WHAT YOU HAVE TO DO: Among the entries, how many lines carry the string "instance"? Give the number and nothing else.

(Natural language region descriptions)
####

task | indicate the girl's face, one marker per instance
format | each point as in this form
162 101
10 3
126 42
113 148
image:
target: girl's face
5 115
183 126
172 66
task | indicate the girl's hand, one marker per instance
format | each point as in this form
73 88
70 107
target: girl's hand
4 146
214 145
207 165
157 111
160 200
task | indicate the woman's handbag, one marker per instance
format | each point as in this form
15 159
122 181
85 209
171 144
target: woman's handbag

####

ANSWER SPACE: 3